■ **DIRECTIONS**
List every line in the records below that contains the word "metal", copying each one in full.

■ **MATERIAL SUPPLIED**
>>>>

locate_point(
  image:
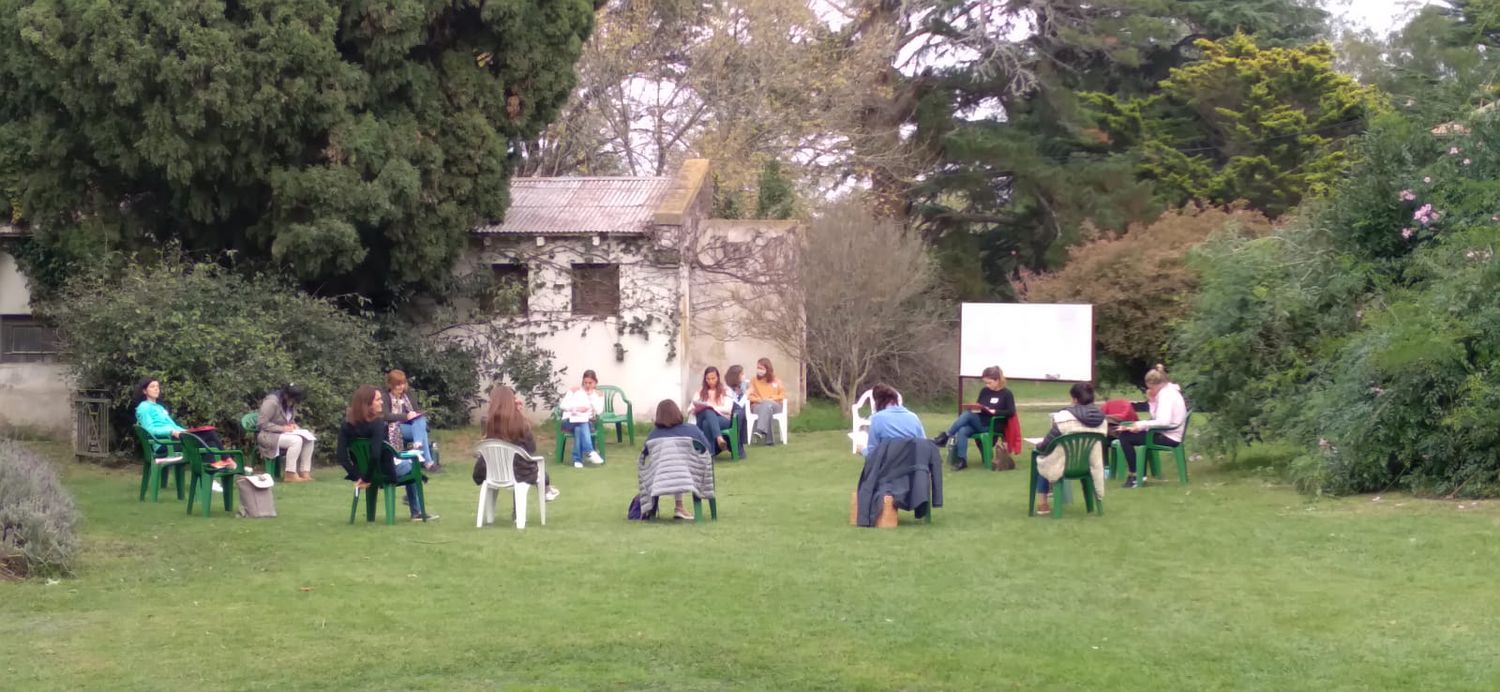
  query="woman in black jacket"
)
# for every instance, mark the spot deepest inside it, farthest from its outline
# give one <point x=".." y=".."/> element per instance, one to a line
<point x="365" y="422"/>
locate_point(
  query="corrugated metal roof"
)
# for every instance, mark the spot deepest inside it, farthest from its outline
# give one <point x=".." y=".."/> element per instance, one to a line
<point x="563" y="206"/>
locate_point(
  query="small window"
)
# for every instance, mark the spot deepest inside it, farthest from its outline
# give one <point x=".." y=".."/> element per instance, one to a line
<point x="24" y="339"/>
<point x="510" y="290"/>
<point x="596" y="290"/>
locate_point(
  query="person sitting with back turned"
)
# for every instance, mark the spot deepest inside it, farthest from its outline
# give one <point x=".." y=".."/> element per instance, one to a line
<point x="506" y="421"/>
<point x="995" y="401"/>
<point x="740" y="403"/>
<point x="1169" y="418"/>
<point x="891" y="421"/>
<point x="669" y="463"/>
<point x="900" y="463"/>
<point x="1082" y="416"/>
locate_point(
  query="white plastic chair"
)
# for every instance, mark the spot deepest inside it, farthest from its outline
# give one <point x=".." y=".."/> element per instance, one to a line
<point x="500" y="475"/>
<point x="861" y="422"/>
<point x="779" y="418"/>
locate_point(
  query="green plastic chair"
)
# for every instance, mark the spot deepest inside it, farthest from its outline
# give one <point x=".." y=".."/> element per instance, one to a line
<point x="1149" y="455"/>
<point x="159" y="457"/>
<point x="698" y="502"/>
<point x="203" y="478"/>
<point x="626" y="421"/>
<point x="986" y="440"/>
<point x="360" y="452"/>
<point x="1077" y="448"/>
<point x="563" y="437"/>
<point x="275" y="466"/>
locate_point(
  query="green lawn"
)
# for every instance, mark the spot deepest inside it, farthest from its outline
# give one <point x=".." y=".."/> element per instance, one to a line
<point x="1230" y="583"/>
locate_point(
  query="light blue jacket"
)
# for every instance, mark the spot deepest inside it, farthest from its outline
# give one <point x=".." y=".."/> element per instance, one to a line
<point x="893" y="422"/>
<point x="155" y="419"/>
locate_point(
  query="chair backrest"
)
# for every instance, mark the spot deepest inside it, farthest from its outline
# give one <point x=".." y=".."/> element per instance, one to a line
<point x="147" y="443"/>
<point x="498" y="461"/>
<point x="192" y="451"/>
<point x="1079" y="449"/>
<point x="609" y="392"/>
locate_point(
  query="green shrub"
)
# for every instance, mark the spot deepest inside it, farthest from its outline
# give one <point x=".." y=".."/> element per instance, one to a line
<point x="218" y="342"/>
<point x="444" y="373"/>
<point x="36" y="515"/>
<point x="1368" y="332"/>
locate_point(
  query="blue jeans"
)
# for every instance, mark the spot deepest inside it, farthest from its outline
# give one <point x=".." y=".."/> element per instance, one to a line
<point x="404" y="467"/>
<point x="711" y="424"/>
<point x="582" y="439"/>
<point x="960" y="431"/>
<point x="416" y="431"/>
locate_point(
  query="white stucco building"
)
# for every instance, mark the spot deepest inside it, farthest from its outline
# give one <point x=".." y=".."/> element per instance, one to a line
<point x="621" y="275"/>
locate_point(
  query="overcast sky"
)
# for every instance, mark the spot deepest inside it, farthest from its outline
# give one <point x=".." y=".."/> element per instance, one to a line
<point x="1377" y="15"/>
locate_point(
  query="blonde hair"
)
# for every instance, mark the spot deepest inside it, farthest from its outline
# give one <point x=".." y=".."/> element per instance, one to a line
<point x="993" y="373"/>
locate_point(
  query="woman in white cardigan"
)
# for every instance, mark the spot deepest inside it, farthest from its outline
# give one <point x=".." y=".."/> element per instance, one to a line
<point x="1169" y="418"/>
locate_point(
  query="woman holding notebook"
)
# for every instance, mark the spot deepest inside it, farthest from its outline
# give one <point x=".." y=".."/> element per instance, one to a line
<point x="993" y="403"/>
<point x="276" y="431"/>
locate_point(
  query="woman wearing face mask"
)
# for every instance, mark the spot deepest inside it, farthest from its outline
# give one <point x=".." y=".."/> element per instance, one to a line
<point x="767" y="398"/>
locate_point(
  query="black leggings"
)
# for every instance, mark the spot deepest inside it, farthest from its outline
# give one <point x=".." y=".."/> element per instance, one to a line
<point x="1130" y="440"/>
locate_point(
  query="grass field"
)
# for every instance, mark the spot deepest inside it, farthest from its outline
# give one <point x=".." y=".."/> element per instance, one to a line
<point x="1230" y="583"/>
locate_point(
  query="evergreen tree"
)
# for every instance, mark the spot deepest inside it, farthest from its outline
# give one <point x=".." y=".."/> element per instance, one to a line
<point x="350" y="143"/>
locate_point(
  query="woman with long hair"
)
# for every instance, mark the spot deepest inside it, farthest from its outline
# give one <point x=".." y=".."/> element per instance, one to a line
<point x="365" y="421"/>
<point x="995" y="401"/>
<point x="506" y="421"/>
<point x="276" y="431"/>
<point x="767" y="398"/>
<point x="711" y="409"/>
<point x="152" y="416"/>
<point x="581" y="407"/>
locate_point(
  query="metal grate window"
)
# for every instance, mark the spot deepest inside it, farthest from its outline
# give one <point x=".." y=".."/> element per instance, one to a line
<point x="24" y="339"/>
<point x="596" y="290"/>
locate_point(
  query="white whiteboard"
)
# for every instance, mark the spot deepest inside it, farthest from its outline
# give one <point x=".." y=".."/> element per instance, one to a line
<point x="1029" y="341"/>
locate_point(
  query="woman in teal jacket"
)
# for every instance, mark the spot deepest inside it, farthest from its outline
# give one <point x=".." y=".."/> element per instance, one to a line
<point x="152" y="416"/>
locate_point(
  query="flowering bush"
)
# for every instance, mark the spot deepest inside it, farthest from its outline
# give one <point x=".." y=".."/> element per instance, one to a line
<point x="1367" y="332"/>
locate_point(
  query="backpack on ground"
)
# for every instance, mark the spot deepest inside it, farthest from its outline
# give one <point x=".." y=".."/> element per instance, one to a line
<point x="255" y="496"/>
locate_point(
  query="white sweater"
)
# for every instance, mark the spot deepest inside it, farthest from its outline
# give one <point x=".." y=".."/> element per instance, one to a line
<point x="1169" y="413"/>
<point x="581" y="407"/>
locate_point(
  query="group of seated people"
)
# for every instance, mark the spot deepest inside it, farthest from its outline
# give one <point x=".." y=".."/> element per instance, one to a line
<point x="1118" y="419"/>
<point x="396" y="430"/>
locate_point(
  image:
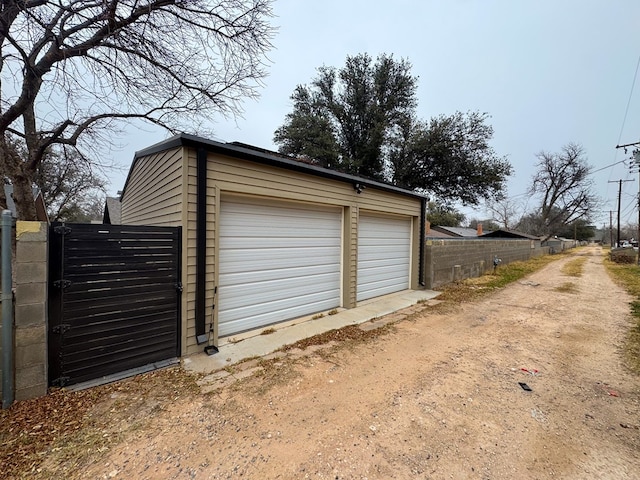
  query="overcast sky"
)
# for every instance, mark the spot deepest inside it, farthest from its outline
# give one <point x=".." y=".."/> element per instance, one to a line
<point x="548" y="72"/>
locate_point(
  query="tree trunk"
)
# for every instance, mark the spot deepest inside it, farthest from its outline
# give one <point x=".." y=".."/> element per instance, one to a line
<point x="23" y="197"/>
<point x="3" y="198"/>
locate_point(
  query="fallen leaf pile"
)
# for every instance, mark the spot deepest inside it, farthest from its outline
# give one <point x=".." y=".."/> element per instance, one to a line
<point x="350" y="332"/>
<point x="65" y="423"/>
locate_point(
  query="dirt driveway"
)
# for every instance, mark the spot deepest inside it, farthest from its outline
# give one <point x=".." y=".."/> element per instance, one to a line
<point x="438" y="397"/>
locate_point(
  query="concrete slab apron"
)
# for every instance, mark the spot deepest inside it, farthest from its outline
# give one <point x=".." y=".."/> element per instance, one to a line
<point x="261" y="345"/>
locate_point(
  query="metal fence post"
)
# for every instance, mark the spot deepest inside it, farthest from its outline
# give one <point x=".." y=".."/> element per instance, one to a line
<point x="7" y="312"/>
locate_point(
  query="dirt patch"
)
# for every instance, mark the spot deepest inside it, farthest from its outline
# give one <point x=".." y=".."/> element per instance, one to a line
<point x="438" y="395"/>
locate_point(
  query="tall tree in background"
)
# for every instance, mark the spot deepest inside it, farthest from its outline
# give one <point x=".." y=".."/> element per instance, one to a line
<point x="565" y="189"/>
<point x="506" y="212"/>
<point x="72" y="188"/>
<point x="73" y="70"/>
<point x="361" y="119"/>
<point x="346" y="117"/>
<point x="450" y="157"/>
<point x="443" y="215"/>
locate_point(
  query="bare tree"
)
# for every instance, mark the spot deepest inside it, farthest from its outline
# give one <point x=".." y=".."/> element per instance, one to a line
<point x="505" y="212"/>
<point x="565" y="188"/>
<point x="73" y="70"/>
<point x="71" y="187"/>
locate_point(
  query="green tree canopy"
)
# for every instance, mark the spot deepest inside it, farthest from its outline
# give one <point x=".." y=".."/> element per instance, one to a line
<point x="444" y="215"/>
<point x="450" y="157"/>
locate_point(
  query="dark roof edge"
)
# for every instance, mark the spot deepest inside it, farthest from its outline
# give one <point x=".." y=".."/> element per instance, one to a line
<point x="261" y="156"/>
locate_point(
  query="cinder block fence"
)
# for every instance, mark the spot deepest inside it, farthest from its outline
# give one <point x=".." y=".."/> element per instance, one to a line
<point x="30" y="311"/>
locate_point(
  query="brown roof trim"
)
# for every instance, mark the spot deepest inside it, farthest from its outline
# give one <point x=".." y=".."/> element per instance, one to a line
<point x="265" y="157"/>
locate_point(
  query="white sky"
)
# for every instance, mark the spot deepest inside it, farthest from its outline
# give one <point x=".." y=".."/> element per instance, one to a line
<point x="548" y="72"/>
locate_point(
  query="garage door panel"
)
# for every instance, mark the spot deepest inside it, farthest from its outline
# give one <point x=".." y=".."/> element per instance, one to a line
<point x="384" y="255"/>
<point x="276" y="289"/>
<point x="387" y="272"/>
<point x="256" y="316"/>
<point x="247" y="278"/>
<point x="276" y="262"/>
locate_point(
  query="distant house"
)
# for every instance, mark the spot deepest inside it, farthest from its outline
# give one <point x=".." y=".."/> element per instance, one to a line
<point x="514" y="235"/>
<point x="112" y="211"/>
<point x="41" y="210"/>
<point x="560" y="244"/>
<point x="454" y="232"/>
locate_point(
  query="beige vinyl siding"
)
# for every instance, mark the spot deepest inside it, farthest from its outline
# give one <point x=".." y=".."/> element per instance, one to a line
<point x="154" y="191"/>
<point x="189" y="267"/>
<point x="228" y="176"/>
<point x="350" y="256"/>
<point x="243" y="176"/>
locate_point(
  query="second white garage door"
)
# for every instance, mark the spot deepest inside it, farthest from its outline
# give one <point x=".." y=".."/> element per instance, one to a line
<point x="277" y="262"/>
<point x="384" y="252"/>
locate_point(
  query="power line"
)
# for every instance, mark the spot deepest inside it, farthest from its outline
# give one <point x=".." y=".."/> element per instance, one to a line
<point x="624" y="120"/>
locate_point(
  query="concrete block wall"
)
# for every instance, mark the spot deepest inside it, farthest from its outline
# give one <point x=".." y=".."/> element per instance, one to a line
<point x="451" y="260"/>
<point x="30" y="310"/>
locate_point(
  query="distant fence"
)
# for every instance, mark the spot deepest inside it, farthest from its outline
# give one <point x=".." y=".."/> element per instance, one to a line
<point x="451" y="260"/>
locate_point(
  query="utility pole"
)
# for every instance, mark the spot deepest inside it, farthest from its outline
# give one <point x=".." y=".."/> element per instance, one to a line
<point x="611" y="228"/>
<point x="636" y="166"/>
<point x="619" y="198"/>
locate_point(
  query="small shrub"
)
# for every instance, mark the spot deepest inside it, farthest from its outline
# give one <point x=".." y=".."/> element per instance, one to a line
<point x="623" y="256"/>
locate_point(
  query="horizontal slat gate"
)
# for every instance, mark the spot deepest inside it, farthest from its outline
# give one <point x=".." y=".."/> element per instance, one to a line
<point x="114" y="299"/>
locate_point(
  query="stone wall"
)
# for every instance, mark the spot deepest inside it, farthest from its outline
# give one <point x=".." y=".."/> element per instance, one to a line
<point x="30" y="307"/>
<point x="451" y="260"/>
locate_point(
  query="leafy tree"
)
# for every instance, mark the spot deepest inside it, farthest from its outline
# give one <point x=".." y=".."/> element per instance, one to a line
<point x="346" y="117"/>
<point x="488" y="225"/>
<point x="579" y="229"/>
<point x="505" y="212"/>
<point x="565" y="189"/>
<point x="450" y="157"/>
<point x="73" y="71"/>
<point x="443" y="215"/>
<point x="360" y="119"/>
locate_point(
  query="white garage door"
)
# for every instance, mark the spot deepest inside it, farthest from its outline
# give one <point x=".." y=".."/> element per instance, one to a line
<point x="384" y="252"/>
<point x="277" y="262"/>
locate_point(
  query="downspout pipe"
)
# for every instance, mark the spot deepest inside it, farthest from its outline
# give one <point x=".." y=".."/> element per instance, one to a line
<point x="201" y="245"/>
<point x="423" y="219"/>
<point x="7" y="312"/>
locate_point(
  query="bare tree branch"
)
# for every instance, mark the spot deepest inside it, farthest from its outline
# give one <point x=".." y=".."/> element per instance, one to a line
<point x="69" y="67"/>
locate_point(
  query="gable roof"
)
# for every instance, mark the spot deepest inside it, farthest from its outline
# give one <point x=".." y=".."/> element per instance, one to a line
<point x="263" y="156"/>
<point x="456" y="231"/>
<point x="505" y="233"/>
<point x="112" y="211"/>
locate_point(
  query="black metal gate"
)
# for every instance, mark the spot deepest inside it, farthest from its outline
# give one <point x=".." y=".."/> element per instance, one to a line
<point x="114" y="299"/>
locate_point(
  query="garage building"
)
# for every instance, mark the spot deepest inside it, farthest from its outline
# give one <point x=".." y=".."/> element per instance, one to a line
<point x="267" y="238"/>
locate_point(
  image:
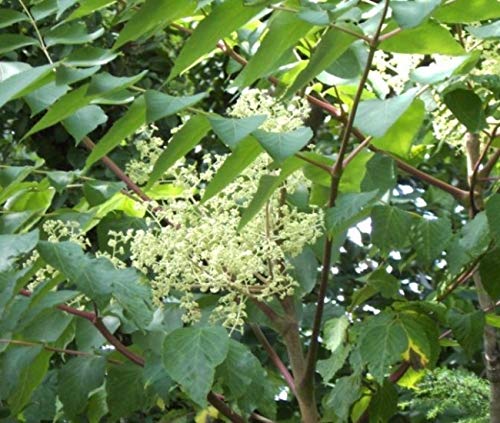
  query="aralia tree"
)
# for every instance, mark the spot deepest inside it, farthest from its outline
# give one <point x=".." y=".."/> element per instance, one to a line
<point x="249" y="210"/>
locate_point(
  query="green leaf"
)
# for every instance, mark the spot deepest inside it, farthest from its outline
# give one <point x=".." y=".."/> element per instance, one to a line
<point x="10" y="16"/>
<point x="492" y="320"/>
<point x="90" y="56"/>
<point x="350" y="208"/>
<point x="285" y="30"/>
<point x="490" y="277"/>
<point x="329" y="367"/>
<point x="384" y="403"/>
<point x="379" y="281"/>
<point x="428" y="38"/>
<point x="467" y="107"/>
<point x="472" y="241"/>
<point x="318" y="16"/>
<point x="107" y="83"/>
<point x="485" y="32"/>
<point x="76" y="379"/>
<point x="239" y="369"/>
<point x="22" y="83"/>
<point x="97" y="192"/>
<point x="340" y="399"/>
<point x="159" y="105"/>
<point x="267" y="185"/>
<point x="305" y="269"/>
<point x="225" y="18"/>
<point x="437" y="72"/>
<point x="9" y="42"/>
<point x="380" y="175"/>
<point x="331" y="46"/>
<point x="62" y="109"/>
<point x="232" y="131"/>
<point x="382" y="341"/>
<point x="467" y="329"/>
<point x="460" y="11"/>
<point x="355" y="172"/>
<point x="87" y="7"/>
<point x="182" y="142"/>
<point x="14" y="246"/>
<point x="99" y="279"/>
<point x="431" y="238"/>
<point x="154" y="13"/>
<point x="48" y="326"/>
<point x="335" y="332"/>
<point x="45" y="96"/>
<point x="281" y="145"/>
<point x="130" y="122"/>
<point x="84" y="121"/>
<point x="399" y="138"/>
<point x="376" y="117"/>
<point x="391" y="228"/>
<point x="46" y="8"/>
<point x="243" y="155"/>
<point x="23" y="369"/>
<point x="125" y="389"/>
<point x="493" y="215"/>
<point x="68" y="75"/>
<point x="411" y="14"/>
<point x="191" y="355"/>
<point x="42" y="404"/>
<point x="72" y="33"/>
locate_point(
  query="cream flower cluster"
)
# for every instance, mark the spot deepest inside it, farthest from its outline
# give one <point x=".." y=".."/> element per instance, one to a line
<point x="203" y="250"/>
<point x="395" y="68"/>
<point x="281" y="117"/>
<point x="56" y="230"/>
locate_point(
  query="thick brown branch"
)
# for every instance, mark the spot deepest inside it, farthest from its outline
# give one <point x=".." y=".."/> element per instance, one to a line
<point x="334" y="187"/>
<point x="276" y="360"/>
<point x="111" y="165"/>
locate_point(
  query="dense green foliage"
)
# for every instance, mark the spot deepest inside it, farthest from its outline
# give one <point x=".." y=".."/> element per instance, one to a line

<<<<

■ **FULL OUTPUT**
  query="corrugated metal roof"
  query="metal grate window"
  query="metal fence post"
  query="black metal gate"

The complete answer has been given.